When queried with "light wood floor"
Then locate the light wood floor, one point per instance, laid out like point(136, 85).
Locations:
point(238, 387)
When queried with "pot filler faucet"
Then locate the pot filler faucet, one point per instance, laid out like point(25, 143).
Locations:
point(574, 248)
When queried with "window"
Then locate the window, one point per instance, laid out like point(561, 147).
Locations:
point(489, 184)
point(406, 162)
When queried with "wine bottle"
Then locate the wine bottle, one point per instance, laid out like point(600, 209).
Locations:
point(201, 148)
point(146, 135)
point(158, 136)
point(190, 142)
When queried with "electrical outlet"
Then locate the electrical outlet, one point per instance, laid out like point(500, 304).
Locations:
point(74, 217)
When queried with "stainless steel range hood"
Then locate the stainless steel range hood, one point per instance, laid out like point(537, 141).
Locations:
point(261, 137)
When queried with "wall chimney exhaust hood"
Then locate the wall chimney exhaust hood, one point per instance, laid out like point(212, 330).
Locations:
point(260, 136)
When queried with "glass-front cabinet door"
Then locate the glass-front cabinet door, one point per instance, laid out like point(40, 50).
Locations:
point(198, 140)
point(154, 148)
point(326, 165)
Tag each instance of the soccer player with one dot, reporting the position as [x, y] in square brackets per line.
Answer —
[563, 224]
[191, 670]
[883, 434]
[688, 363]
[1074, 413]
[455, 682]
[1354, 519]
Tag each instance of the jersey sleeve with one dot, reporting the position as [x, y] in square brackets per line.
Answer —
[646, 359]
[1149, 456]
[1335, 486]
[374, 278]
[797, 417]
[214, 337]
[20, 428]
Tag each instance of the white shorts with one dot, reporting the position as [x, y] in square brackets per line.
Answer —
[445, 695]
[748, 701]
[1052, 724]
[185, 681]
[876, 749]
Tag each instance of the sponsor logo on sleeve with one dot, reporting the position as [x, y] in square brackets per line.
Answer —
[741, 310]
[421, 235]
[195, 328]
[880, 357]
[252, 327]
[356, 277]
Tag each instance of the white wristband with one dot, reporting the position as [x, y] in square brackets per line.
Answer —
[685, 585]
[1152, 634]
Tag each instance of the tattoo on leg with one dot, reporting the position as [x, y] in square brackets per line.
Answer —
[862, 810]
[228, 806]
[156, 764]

- - -

Work required
Output exactly the span of lines beginning at the first line of the records and ending at the line that holds "Tag each instance of the white wristband", inclusive, with no other text.

Answer to the exercise
When queried with "light wood floor"
Then locate the light wood floor, one point per instance, laid out like point(136, 85).
Locations:
point(238, 387)
When queried with "pot filler faucet"
Then locate the pot filler faucet, one point per instance, laid out like point(25, 143).
Locations:
point(574, 248)
When queried with "window"
Then locate the window, one point per instance, laid out like point(561, 147).
Locations:
point(489, 184)
point(406, 162)
When queried with "wine bottle"
Then locate the wine bottle, one point per instance, laid out like point(600, 209).
Locations:
point(201, 148)
point(146, 135)
point(158, 136)
point(190, 142)
When queried with "electrical outlet"
Then locate the electrical outlet, one point per instance, laid out like point(500, 304).
Locations:
point(74, 217)
When queried with "stainless steel range hood"
Then locate the stainless steel range hood, one point per instance, laid out like point(537, 141).
Locations:
point(261, 137)
When queried with "wall chimney exhaust hood"
Then locate the wall chimney exhaust hood, one point per instance, laid out like point(212, 330).
Locations:
point(260, 136)
When queried with "glass-front cabinet door"
Then locate the glass-front cabinet door, one point per instance, laid out like point(40, 50).
Locations:
point(198, 140)
point(154, 148)
point(326, 165)
Tag each instance of the soccer player with one dot, reporting the position as [x, y] in square brackets per line.
Answer —
[563, 224]
[191, 670]
[883, 434]
[688, 363]
[1074, 413]
[455, 682]
[1354, 519]
Tag each instance of the jersey sleeve with one dot, reporting the position as [x, y] in square brackets per line.
Answer —
[646, 359]
[1149, 456]
[1335, 486]
[374, 278]
[797, 417]
[214, 337]
[20, 428]
Tag each instance of the white shorts with one dot, reporting the position as [x, y] in square brackets per line.
Answer —
[445, 695]
[748, 701]
[1052, 724]
[185, 681]
[876, 749]
Tag each instance of the sponsor logo on sleeve with one dot, reporting the position as [x, y] in square brackets per line.
Answer —
[741, 310]
[421, 235]
[195, 328]
[880, 357]
[252, 327]
[356, 277]
Tag each instance of the white wristband with one dot, reporting the position as [x, y] in square brackets per line.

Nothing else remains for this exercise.